====== Exercise inputs

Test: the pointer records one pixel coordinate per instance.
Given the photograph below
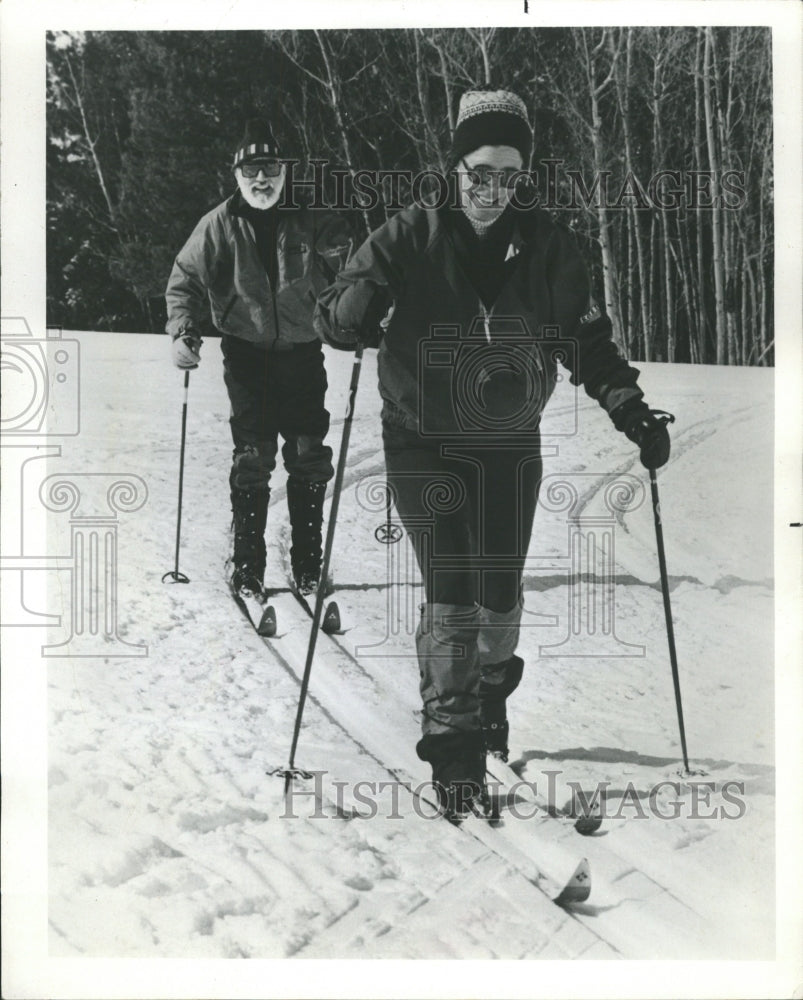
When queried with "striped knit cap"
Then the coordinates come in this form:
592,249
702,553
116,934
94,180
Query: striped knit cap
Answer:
491,118
258,141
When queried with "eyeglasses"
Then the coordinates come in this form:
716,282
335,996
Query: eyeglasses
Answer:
483,176
271,168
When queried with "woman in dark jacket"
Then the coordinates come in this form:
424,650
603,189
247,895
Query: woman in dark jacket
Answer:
478,301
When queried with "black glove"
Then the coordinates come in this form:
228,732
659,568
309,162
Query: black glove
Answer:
647,429
372,301
187,349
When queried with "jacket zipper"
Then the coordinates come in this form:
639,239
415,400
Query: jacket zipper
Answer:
486,319
228,309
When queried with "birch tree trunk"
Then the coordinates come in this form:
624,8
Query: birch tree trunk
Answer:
716,234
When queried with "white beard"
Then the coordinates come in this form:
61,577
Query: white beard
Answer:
259,193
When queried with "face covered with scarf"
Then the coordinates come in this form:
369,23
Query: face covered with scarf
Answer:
485,177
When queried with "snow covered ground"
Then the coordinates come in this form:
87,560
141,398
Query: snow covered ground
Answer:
166,837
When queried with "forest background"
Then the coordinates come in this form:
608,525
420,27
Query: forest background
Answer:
654,145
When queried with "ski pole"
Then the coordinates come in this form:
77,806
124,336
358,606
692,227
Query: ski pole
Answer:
291,771
174,575
670,632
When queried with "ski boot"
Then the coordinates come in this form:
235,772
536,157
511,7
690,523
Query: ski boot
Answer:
250,515
305,506
497,683
458,773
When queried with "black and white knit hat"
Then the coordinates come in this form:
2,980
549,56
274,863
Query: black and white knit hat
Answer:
257,141
491,118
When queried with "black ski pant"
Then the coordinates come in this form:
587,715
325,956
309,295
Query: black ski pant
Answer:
468,509
272,394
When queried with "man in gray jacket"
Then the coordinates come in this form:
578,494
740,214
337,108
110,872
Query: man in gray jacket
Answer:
258,267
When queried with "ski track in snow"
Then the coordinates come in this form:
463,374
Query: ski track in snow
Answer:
168,839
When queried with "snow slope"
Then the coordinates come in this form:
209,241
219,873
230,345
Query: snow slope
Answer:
166,836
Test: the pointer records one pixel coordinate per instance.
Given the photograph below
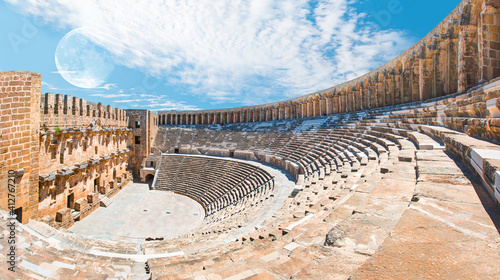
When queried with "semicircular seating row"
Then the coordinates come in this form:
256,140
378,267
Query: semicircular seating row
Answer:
215,183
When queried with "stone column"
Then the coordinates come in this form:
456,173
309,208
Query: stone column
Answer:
468,72
489,42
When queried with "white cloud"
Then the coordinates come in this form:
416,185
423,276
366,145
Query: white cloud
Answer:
49,86
62,72
253,49
108,86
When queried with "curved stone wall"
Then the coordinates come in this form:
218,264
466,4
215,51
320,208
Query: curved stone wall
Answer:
462,51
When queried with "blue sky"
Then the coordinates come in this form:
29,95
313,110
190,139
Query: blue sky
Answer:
201,54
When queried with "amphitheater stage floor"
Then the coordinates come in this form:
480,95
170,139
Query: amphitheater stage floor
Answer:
139,213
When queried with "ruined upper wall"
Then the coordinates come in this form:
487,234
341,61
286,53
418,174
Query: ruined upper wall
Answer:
19,142
66,111
458,54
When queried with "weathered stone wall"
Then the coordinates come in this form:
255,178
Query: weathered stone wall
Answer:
76,164
66,111
463,50
20,124
61,151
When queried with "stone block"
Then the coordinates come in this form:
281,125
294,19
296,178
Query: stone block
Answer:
479,155
64,215
491,105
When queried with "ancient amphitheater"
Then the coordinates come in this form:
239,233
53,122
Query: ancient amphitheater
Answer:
393,175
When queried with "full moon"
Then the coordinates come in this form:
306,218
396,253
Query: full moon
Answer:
81,62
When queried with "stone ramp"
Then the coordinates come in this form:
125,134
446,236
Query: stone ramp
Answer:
449,230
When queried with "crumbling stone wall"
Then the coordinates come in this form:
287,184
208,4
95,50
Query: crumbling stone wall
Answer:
144,125
19,129
66,111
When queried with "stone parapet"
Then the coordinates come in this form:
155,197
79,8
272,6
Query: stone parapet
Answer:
65,111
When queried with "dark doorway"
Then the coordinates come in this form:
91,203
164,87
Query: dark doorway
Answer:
96,185
71,201
149,180
19,214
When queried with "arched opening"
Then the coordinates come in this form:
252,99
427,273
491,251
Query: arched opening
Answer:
149,180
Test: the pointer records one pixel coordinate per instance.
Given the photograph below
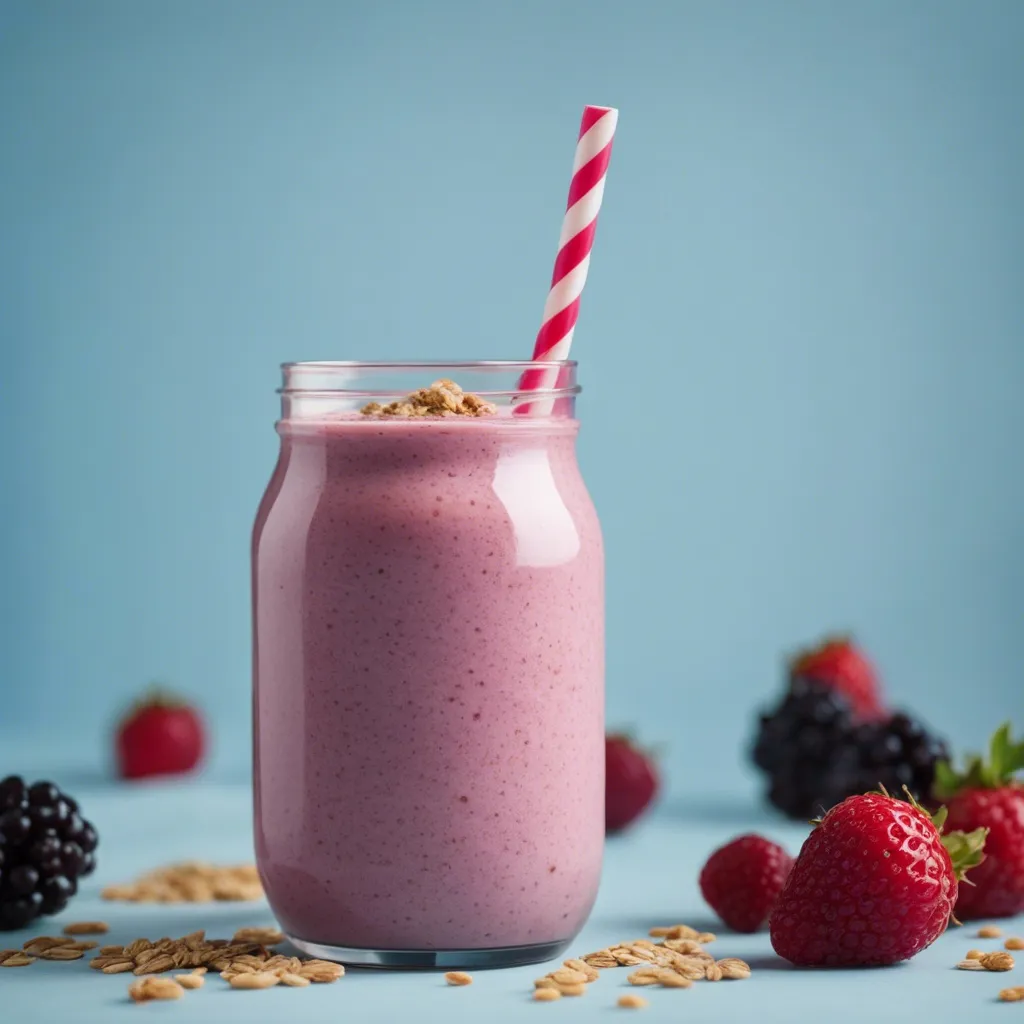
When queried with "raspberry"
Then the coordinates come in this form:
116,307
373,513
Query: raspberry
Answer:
742,880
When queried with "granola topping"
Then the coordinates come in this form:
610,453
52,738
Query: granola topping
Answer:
443,397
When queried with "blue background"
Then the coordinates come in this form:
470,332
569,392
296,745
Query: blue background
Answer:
802,341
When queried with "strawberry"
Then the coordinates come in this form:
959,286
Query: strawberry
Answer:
986,796
161,735
741,881
630,782
839,665
875,884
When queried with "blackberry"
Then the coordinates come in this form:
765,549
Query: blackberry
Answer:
45,847
815,753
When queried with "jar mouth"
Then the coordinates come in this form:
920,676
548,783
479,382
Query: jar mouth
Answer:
498,381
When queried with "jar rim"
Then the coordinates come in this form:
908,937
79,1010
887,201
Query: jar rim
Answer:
430,365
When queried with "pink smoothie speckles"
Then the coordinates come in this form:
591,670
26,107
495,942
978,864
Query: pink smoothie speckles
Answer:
428,605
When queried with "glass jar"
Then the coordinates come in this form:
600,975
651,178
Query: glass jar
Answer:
428,616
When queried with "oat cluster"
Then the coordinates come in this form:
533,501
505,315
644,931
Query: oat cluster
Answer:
676,962
86,928
443,397
59,947
190,882
570,979
631,1001
977,961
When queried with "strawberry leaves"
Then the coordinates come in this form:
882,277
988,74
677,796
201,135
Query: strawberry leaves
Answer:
1006,758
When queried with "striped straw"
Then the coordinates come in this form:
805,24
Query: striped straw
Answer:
561,310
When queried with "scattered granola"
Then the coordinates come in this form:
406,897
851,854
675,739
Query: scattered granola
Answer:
260,979
547,994
264,936
734,969
997,962
195,951
589,973
15,957
190,882
570,979
970,965
87,928
155,988
671,979
631,1001
56,947
443,397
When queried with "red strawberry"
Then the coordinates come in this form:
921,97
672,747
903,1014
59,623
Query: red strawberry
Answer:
986,796
875,884
742,880
839,665
630,782
159,736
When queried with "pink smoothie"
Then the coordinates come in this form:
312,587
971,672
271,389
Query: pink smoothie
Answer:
429,673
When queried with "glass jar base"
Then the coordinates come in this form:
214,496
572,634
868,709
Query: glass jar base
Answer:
448,960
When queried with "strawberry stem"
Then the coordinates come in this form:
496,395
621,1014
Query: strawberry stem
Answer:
1006,758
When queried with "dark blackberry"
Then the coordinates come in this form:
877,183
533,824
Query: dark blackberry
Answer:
815,754
45,847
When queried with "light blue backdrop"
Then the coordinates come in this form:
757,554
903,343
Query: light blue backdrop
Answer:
802,340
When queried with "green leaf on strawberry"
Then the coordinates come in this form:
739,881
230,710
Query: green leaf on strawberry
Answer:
1006,758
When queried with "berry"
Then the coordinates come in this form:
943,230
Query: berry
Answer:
840,666
41,855
986,796
875,884
159,736
630,782
742,880
816,754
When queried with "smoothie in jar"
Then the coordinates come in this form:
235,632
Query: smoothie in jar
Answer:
428,671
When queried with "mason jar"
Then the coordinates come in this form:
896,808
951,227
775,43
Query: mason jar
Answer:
428,617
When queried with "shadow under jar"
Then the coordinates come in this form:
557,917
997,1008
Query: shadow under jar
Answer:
428,616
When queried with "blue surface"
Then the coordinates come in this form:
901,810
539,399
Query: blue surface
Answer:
811,237
649,879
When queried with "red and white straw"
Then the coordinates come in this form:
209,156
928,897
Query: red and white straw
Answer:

============

To be done » Pick out and copy every line of the data above that contains the word "slope".

Exercise response »
When queried with "snow slope"
Query: snow slope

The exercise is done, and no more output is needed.